> **TEXT SEGMENT**
[start]

Too much pressure

Environment Business talks to Rory Sullivan, director of investor responsibility with asset manager Insight Investment, about the challenges facing pension fund managers

UK pension funds have a huge influence on how business behaves. This is usually positive, but complaints have been made about pressure to bring in short-term profits hindering efforts to make the kind of long-term decisions that the principles of sustainability demand.

Rory Sullivan, director of investor responsibility at asset manager Insight Investment confirms this is the case: “Investors are being required to deliver good quarterly performance figures for the pension funds, which means our focus is less on the long term success of the business and increasingly on whether the company is going to generate short term returns.”

This creates a problem for companies as this focus pushes them in a direction that doesn’t necessarily protect the business over the longer term. However, long term value can be retained by imposing a level of financial discipline which may have been lacking.

The real problem

If we accept the assumption that the perceived crisis in pension funding has squeezed business at the time that sustainability has moved into the mainstream of how many – and especially the larger – businesses are run, a real problem exists. Yet it is a problem with a paradox at its centre.

Many of the largest pension funds in the UK are corporate pensions, so when chief executives complain about investors focusing on the short term, they often own the funds pushing this agenda. Sullivan says: “When you look at the leading companies in the UK – which tend to correspond pretty closely to the biggest pension funds – many are extremely progressive on social, ethical and environmental issues. However, their policies don’t translate into how the pension fund operates – there’s a disconnection between what the company believes it stands for and the signal that its fund sends to the market.

[end]

> **GIVEN PROBLEM**
In the article on pension fund pressure, what position does Rory Sullivan hold at Insight Investment?

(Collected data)
[start]

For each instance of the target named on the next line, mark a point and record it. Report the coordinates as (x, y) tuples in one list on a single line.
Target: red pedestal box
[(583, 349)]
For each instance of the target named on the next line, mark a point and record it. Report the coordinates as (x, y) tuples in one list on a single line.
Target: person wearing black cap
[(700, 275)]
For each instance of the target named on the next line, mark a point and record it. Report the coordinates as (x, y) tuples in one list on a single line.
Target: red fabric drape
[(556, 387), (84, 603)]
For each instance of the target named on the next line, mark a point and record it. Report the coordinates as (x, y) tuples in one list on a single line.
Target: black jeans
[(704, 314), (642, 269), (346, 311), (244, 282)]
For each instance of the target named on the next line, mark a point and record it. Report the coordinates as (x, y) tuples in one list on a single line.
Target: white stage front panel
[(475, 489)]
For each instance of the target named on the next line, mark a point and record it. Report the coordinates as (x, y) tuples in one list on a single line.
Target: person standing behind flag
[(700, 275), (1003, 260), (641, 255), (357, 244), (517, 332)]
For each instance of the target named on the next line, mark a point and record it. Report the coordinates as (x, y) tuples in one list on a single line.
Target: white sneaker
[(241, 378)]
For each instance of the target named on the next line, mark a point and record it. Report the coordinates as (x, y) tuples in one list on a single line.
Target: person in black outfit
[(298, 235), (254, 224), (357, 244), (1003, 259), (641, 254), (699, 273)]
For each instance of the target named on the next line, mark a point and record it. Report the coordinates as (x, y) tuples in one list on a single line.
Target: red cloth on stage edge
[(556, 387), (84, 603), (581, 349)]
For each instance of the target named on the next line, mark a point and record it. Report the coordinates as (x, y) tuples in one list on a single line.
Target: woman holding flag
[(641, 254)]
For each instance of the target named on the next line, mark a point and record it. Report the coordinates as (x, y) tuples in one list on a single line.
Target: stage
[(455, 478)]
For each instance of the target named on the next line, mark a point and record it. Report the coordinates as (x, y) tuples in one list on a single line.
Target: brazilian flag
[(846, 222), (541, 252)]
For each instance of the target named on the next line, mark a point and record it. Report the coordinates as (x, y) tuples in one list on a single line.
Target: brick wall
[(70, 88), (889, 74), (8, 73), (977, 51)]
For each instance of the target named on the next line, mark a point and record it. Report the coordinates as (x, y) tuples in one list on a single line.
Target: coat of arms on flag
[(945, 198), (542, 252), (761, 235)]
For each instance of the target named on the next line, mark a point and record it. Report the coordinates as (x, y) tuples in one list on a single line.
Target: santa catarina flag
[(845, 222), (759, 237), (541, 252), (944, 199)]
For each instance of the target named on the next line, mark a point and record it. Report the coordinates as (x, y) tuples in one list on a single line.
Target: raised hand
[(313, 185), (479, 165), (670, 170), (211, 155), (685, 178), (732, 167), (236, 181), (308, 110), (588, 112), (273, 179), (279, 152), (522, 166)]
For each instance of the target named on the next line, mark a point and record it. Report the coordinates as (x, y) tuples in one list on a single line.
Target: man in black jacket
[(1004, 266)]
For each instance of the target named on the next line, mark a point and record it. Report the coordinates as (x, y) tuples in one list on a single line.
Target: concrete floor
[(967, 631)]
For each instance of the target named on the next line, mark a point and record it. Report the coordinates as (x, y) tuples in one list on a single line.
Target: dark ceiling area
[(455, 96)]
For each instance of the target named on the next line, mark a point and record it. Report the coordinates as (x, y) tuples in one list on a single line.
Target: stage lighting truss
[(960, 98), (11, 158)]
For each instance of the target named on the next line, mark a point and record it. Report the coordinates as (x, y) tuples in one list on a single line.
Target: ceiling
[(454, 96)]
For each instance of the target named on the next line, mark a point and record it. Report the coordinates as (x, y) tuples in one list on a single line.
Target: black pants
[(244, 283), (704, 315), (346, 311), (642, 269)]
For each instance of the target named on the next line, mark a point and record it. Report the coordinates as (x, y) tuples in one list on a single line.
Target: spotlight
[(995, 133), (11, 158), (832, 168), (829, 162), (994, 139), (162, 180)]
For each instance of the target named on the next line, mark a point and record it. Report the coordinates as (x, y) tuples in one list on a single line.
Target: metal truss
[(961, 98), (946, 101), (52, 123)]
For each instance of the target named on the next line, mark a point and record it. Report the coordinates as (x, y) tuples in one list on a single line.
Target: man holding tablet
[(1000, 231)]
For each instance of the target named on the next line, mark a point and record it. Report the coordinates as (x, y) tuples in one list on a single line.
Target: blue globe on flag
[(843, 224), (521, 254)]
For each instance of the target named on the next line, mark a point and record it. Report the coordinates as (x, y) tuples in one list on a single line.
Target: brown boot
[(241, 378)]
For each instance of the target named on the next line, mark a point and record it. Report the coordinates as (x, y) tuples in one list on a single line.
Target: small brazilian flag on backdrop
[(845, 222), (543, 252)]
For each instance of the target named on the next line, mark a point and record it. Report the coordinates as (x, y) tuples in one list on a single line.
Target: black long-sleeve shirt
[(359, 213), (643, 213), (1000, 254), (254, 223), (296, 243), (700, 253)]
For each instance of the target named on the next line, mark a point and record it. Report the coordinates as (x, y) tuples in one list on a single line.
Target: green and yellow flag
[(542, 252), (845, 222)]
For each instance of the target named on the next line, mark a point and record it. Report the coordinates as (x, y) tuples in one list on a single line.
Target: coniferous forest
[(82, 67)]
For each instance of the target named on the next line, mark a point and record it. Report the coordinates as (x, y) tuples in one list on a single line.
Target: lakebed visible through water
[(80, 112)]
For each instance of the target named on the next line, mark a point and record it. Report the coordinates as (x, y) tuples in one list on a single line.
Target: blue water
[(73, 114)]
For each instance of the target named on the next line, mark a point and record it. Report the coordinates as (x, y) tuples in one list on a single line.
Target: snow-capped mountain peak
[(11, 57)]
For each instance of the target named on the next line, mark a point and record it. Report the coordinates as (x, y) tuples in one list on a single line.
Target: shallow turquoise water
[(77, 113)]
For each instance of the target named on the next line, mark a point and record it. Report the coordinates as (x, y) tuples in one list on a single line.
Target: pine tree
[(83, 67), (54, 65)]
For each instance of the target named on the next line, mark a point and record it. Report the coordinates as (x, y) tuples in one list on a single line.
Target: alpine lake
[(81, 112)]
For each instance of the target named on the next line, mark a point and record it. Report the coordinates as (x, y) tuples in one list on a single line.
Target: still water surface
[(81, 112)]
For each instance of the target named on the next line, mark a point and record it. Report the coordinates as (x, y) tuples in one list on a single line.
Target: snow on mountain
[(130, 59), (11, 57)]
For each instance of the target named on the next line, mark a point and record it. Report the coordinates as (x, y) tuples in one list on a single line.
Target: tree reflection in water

[end]

> **RESULT OF THE EXERCISE**
Director of investor responsibility.